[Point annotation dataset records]
--------------------------------

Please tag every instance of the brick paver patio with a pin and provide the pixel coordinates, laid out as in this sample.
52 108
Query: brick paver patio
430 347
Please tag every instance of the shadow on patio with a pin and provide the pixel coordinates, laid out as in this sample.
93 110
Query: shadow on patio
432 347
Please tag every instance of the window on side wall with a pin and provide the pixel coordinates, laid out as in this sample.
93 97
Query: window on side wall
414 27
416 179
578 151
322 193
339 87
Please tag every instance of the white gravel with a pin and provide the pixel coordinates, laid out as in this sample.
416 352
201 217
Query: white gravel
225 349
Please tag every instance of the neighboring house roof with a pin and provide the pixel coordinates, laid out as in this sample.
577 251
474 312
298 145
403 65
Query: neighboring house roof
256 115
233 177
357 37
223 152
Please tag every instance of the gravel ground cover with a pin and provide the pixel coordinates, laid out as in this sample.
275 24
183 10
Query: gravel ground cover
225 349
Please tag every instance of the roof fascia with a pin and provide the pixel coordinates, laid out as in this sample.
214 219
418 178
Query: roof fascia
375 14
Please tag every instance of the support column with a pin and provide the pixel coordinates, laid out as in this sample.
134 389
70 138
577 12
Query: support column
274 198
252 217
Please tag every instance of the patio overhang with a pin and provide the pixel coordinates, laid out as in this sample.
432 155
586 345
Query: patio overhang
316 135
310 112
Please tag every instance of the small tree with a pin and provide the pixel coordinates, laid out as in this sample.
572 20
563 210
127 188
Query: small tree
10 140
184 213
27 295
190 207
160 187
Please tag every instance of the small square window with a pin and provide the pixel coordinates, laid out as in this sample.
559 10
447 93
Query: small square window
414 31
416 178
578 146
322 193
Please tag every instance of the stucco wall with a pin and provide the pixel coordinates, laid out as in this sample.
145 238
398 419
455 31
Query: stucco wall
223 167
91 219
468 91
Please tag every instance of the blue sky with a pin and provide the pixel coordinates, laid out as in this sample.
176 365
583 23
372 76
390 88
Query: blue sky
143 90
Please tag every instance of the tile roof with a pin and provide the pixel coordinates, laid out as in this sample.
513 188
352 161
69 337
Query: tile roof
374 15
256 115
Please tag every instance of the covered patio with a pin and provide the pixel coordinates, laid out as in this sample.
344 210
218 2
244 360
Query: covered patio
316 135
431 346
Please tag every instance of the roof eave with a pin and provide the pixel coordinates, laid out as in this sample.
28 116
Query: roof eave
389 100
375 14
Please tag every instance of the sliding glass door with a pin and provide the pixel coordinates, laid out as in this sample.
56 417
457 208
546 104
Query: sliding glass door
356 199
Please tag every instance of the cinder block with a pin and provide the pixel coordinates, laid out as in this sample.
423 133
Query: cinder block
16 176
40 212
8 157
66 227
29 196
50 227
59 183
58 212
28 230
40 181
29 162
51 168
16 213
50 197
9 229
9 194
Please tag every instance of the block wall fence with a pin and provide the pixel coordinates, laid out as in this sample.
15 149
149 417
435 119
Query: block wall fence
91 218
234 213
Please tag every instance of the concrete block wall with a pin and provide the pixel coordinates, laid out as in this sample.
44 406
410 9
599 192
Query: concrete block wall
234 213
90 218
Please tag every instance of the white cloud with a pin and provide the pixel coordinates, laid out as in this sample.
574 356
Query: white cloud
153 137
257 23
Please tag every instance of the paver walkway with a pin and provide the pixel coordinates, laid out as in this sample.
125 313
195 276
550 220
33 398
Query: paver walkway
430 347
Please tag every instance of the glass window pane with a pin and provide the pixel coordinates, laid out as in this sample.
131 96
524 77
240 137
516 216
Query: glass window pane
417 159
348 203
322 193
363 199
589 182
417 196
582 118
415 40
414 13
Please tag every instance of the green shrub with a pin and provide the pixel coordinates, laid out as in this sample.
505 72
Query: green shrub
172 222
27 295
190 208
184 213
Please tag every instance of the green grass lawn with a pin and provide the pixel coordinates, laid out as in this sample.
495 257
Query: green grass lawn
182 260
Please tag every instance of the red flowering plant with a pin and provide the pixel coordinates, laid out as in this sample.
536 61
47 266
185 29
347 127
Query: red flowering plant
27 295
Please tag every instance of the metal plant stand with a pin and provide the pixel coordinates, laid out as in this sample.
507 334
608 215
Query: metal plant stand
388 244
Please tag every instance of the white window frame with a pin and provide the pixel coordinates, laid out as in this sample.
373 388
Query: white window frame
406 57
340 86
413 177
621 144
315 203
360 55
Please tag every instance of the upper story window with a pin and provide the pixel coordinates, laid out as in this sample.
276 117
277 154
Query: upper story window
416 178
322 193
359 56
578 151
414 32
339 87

--------------------------------

** To be done **
Rescale the items starting with the line containing "Please tag every instance of the green grass" and going on through the last line of the items. Copy every line again unchanged, except that each answer coordinate is multiplied by 1.9 and rounded to a whole number with halves rounded up; the sample coordinates stay as they are.

** Exercise answer **
Please tag every instance of the green grass lawn with a pin and provide the pixel coordinates, laid out as in this sample.
495 257
Query: green grass lawn
346 494
Please tag every instance of the red flowering plant with a pin and provide the pixel coordinates, laid out as in this sample.
536 61
47 266
185 29
347 127
Query: red flowering plant
51 561
Please tag every instance of the metal plant stand with a pin and provide the pixel coordinates, laid out as in this sample.
507 334
608 215
Query: metal plant stand
737 464
Please tag every instance of the white window frame with a pin and provide the pixel coordinates, laid out as in this sample.
373 388
Query: white window frame
771 108
646 163
785 336
1180 274
599 386
684 105
Please tag every instance of the upper story window with a pin and provide the pixel coordinates, laid out as in this sample.
276 117
277 154
Query: upper story window
790 338
612 367
682 106
1098 287
787 61
644 165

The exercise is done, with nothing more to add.